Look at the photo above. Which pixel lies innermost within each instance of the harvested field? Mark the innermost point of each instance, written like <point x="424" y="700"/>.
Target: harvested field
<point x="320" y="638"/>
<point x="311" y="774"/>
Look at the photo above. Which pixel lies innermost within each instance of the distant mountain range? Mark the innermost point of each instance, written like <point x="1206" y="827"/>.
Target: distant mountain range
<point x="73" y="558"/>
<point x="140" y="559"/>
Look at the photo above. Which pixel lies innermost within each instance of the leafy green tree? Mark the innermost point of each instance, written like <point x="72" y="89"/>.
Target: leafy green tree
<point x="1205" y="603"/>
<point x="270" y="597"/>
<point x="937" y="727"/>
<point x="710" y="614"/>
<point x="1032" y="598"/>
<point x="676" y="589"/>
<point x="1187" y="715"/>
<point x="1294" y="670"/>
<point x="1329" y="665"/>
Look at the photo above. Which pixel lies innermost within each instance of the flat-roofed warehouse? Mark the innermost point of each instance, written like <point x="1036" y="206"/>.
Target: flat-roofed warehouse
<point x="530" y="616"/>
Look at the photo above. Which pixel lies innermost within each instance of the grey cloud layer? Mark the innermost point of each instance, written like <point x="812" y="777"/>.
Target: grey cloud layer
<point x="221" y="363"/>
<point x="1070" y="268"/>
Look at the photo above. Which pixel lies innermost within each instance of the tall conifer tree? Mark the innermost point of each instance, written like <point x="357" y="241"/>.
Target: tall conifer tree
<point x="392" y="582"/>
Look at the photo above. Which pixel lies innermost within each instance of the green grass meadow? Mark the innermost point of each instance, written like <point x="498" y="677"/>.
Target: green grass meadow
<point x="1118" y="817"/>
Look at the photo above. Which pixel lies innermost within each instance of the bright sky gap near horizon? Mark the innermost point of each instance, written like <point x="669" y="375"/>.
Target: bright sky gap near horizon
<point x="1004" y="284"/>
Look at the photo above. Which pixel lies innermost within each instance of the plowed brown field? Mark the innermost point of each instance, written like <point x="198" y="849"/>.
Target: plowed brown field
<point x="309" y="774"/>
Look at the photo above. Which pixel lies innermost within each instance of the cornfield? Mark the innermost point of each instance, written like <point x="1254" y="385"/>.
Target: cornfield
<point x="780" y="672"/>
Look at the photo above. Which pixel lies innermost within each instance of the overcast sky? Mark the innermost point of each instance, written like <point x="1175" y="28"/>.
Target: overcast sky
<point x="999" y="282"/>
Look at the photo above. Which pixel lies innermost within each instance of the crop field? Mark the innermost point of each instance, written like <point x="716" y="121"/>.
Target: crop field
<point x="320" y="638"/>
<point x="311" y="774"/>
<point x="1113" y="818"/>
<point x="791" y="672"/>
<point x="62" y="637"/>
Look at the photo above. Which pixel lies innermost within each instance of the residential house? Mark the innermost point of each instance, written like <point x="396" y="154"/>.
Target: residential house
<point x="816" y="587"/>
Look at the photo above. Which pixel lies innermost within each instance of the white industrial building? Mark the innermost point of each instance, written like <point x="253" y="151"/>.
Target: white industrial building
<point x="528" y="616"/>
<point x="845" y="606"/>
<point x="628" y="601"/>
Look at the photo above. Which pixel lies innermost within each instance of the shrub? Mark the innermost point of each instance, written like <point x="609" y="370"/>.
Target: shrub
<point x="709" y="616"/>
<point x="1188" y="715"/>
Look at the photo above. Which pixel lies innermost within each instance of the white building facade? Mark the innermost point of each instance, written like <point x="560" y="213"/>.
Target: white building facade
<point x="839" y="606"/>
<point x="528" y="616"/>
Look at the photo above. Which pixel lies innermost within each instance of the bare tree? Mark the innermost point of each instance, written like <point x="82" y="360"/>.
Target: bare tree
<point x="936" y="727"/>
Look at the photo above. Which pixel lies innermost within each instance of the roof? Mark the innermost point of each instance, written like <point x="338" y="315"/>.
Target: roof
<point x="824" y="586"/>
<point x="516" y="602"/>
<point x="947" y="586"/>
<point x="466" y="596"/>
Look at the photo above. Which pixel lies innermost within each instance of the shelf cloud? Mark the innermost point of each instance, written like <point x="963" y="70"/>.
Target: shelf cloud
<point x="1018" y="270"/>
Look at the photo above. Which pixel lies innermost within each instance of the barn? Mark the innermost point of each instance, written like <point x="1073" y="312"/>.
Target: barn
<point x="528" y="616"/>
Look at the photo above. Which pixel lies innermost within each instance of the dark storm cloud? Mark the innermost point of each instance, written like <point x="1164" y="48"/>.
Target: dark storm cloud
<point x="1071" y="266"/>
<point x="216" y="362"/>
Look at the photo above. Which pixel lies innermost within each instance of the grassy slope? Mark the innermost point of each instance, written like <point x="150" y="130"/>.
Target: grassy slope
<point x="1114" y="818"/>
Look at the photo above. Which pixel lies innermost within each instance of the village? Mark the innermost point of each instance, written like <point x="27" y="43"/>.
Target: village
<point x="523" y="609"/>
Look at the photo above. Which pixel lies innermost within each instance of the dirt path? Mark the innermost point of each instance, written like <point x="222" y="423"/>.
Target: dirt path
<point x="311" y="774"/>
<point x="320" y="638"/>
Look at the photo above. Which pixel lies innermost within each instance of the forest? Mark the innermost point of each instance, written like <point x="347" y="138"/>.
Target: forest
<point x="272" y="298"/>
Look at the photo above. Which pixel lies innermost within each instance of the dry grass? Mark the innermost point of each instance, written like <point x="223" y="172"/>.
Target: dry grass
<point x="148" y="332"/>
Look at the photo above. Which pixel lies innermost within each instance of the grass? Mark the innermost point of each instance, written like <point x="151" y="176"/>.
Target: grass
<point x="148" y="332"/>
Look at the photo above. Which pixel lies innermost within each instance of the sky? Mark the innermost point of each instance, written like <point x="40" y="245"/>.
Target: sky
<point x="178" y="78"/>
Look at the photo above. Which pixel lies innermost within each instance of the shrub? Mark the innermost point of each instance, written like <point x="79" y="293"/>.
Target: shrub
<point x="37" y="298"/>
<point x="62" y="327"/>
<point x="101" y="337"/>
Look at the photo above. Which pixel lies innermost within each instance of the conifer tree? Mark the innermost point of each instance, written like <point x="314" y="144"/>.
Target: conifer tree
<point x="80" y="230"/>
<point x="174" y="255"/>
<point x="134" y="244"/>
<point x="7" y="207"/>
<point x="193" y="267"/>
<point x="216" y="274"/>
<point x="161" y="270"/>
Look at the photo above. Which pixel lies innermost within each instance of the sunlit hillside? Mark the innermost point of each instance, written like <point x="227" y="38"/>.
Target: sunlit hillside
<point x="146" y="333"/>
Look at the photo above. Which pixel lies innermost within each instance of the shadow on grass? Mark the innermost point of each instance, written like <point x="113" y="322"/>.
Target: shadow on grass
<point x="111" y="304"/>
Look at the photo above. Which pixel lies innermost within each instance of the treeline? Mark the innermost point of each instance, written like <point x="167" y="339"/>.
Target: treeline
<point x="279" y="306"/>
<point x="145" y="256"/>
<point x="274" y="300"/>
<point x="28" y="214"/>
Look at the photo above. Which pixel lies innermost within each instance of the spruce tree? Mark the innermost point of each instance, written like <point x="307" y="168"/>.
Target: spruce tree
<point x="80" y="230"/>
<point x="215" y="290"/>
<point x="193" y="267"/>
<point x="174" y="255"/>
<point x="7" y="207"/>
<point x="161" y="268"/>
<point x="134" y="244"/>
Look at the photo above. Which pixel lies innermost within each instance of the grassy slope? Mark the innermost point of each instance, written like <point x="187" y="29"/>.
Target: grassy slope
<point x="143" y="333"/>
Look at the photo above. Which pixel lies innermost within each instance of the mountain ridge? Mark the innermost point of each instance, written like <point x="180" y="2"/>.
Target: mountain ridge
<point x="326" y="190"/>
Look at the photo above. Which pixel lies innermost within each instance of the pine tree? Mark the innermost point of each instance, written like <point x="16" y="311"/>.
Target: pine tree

━━━━━━━━

DIRECTIONS: Every line from the one containing "of the spruce" through the last line of the entries must be written out verbatim, and no other line.

TASK RESULT:
Look at the photo above. Which pixel lies innermost within each instance of the spruce tree? Mark the innermost point of each instance, written like <point x="307" y="168"/>.
Target: spruce tree
<point x="80" y="230"/>
<point x="215" y="290"/>
<point x="193" y="267"/>
<point x="174" y="255"/>
<point x="7" y="207"/>
<point x="161" y="268"/>
<point x="134" y="244"/>
Look at the photo above. Which pixel lies innermost within each instance of the grassy slope? Mark the innermost point of each instance, written like <point x="187" y="29"/>.
Target: grassy slope
<point x="143" y="333"/>
Look at the photo above. Which pixel lies innermost within each instance of the mountain ridge? Mark the innermost point of each instance, written like <point x="180" y="2"/>.
Target: mountain ridge
<point x="326" y="190"/>
Look at the photo above. Which pixel lies innermost within each instance of the pine tree? Mark the innermost point of each instance, written like <point x="16" y="311"/>.
Target: pine tree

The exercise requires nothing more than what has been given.